How to complete this task.
Look through the data below, and copy each line that carries the word "image".

##### Records provided #####

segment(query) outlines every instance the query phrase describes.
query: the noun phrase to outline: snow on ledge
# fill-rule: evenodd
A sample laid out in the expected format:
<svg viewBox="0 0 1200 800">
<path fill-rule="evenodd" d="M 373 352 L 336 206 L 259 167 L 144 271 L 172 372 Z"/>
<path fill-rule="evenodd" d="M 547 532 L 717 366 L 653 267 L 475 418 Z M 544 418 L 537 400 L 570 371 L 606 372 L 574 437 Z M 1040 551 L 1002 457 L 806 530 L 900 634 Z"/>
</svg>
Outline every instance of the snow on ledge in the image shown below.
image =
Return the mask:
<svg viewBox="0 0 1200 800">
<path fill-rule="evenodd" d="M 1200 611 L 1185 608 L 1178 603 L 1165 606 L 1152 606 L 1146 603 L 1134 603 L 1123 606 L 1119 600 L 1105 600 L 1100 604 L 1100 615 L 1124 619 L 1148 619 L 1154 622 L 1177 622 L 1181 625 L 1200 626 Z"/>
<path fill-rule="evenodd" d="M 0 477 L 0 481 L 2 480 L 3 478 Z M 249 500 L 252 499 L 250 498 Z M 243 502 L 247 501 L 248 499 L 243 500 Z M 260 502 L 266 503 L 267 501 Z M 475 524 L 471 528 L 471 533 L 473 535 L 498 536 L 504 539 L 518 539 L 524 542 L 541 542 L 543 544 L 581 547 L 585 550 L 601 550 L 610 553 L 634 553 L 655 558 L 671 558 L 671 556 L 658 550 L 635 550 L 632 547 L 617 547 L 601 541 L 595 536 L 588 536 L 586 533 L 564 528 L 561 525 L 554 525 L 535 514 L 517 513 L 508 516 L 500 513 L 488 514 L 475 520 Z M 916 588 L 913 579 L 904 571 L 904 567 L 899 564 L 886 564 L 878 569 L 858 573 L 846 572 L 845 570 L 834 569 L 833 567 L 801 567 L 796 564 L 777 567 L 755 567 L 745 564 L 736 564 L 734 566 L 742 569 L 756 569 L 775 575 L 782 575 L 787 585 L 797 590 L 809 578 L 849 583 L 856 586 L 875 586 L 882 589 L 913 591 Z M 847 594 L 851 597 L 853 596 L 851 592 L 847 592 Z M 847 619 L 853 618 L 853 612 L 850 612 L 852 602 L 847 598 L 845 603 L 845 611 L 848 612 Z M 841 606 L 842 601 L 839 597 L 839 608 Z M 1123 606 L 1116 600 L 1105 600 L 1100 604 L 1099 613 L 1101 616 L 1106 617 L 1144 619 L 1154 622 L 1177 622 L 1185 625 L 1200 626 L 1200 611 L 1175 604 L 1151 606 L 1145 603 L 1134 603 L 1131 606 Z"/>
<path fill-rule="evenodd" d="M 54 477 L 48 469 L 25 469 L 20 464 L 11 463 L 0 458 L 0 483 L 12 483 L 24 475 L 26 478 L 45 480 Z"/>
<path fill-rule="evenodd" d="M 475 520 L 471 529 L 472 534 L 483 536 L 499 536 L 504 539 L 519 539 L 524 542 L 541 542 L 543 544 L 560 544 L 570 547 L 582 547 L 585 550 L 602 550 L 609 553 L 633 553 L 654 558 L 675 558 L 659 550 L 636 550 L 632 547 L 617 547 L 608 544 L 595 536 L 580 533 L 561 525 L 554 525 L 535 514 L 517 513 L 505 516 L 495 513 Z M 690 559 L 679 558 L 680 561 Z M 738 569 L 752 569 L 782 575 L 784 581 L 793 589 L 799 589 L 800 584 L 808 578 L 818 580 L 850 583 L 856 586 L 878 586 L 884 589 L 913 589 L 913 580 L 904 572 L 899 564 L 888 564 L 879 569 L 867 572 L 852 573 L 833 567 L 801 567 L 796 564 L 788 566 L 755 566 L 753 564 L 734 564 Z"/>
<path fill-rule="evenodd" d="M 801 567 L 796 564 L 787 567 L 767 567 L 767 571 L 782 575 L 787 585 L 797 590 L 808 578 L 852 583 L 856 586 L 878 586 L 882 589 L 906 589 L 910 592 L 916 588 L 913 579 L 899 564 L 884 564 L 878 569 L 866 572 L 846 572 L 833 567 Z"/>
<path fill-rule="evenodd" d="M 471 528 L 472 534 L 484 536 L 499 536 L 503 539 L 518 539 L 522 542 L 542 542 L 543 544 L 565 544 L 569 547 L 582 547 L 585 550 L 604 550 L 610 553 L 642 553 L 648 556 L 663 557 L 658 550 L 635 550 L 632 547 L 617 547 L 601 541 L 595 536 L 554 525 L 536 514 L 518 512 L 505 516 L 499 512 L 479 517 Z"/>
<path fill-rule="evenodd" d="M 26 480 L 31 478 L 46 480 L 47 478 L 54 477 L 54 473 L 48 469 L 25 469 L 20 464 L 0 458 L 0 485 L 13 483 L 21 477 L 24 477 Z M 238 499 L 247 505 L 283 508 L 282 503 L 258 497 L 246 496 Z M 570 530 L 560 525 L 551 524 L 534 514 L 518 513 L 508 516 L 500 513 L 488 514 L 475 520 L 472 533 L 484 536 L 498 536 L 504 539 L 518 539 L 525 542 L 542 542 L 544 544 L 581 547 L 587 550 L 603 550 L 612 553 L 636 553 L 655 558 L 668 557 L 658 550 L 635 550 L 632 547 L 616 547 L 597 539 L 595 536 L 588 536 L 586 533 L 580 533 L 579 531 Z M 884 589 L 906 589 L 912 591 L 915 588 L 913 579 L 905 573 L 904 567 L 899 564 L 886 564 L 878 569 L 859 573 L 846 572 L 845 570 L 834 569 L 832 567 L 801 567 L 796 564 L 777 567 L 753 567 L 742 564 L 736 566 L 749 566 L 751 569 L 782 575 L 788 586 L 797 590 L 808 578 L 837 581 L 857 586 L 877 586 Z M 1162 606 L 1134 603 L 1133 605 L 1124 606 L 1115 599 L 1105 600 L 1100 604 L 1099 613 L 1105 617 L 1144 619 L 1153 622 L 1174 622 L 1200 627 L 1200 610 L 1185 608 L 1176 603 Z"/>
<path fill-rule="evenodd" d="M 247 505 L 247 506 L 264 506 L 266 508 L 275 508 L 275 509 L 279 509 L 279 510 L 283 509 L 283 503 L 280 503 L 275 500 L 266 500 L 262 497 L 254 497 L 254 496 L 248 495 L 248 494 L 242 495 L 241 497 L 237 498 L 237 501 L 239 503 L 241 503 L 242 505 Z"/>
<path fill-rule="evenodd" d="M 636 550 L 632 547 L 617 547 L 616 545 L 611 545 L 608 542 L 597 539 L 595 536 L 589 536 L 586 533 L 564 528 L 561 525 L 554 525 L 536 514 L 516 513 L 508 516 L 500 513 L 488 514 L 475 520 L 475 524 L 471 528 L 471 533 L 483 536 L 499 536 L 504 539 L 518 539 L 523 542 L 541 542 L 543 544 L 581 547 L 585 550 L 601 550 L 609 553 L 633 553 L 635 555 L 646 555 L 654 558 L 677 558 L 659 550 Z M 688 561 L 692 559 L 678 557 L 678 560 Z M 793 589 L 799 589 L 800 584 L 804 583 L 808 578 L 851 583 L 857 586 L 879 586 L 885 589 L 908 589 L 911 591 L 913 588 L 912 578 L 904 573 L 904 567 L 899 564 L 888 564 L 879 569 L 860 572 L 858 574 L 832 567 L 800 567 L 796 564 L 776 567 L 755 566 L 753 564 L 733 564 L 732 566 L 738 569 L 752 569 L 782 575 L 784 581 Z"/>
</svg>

#####

Your solution.
Outline every instance of the snow on ledge in the image shown below.
image =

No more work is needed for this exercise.